Start Text excerpt

0

I have a Panadas dataframe that looks like this:

df = pd.DataFrame({
'a':[['Often'],['Not Often','Not Often','Often'],['Somewhat Often','Never']],
'b':[['j0003'],['j0002','j0005', 'j0006'],['j0009','j0010']],
'c':[['jump'],['skip', 'throw', 'stab'],['walk','sleep']]
})

I want to merge the columns of this dataframe such that we have a single column that has each row with a list of tuples. The length of each row's list varies.

         Merged_Column

0        [('Often','j0003','jump')]
1        [('Not Often','j0002','skip'),('Not Often', 'j0005','throw'),('Often','j0006','stab')]
2        [('Somwhat Often','j0009','walk'),('Never','j0010','sleep')]

I've tried the following code, with the same data sourcing from lists:

lst1 = [['Often'],['Not Often','Not Often','Often'],['Somewhat Often','Never']]
lst2 = [['j0003'],['j0002','j0005', 'j0006'],['j0009','j0010']]
lst3 = [['jump'],['skip', 'throw', 'stab'],['walk','sleep']]

merged = []
while x<len(lst1):
    for i in range(len(lst1[x])):
        merged.append((lst1[x][i], lst2[x][i], lst3[x][i]))

End Text excerpt

Problem requirements.
Output everything in the pandas dataframe question from "I've tried the" down to "merged.append((lst1[x][i], lst2[x][i], lst3[x][i]))", reproducing it character for character.

Start Collected material

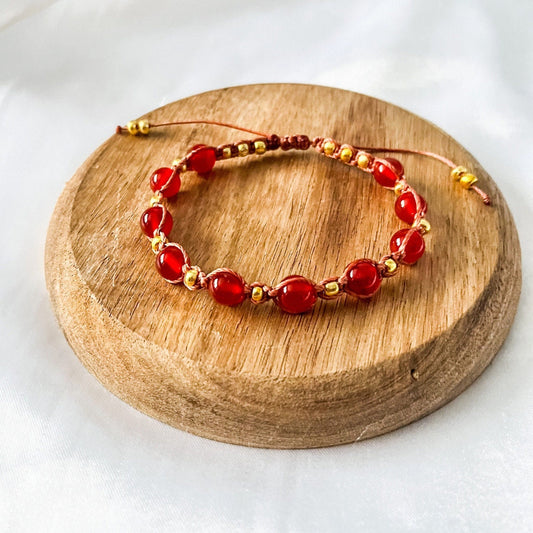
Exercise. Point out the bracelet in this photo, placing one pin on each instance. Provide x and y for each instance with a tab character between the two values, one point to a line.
294	294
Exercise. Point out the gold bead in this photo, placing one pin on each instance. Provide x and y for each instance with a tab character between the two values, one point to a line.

End Collected material

Written solution.
I've tried the following code, with the same data sourcing from lists:

lst1 = [['Often'],['Not Often','Not Often','Often'],['Somewhat Often','Never']]
lst2 = [['j0003'],['j0002','j0005', 'j0006'],['j0009','j0010']]
lst3 = [['jump'],['skip', 'throw', 'stab'],['walk','sleep']]

merged = []
while x<len(lst1):
    for i in range(len(lst1[x])):
        merged.append((lst1[x][i], lst2[x][i], lst3[x][i]))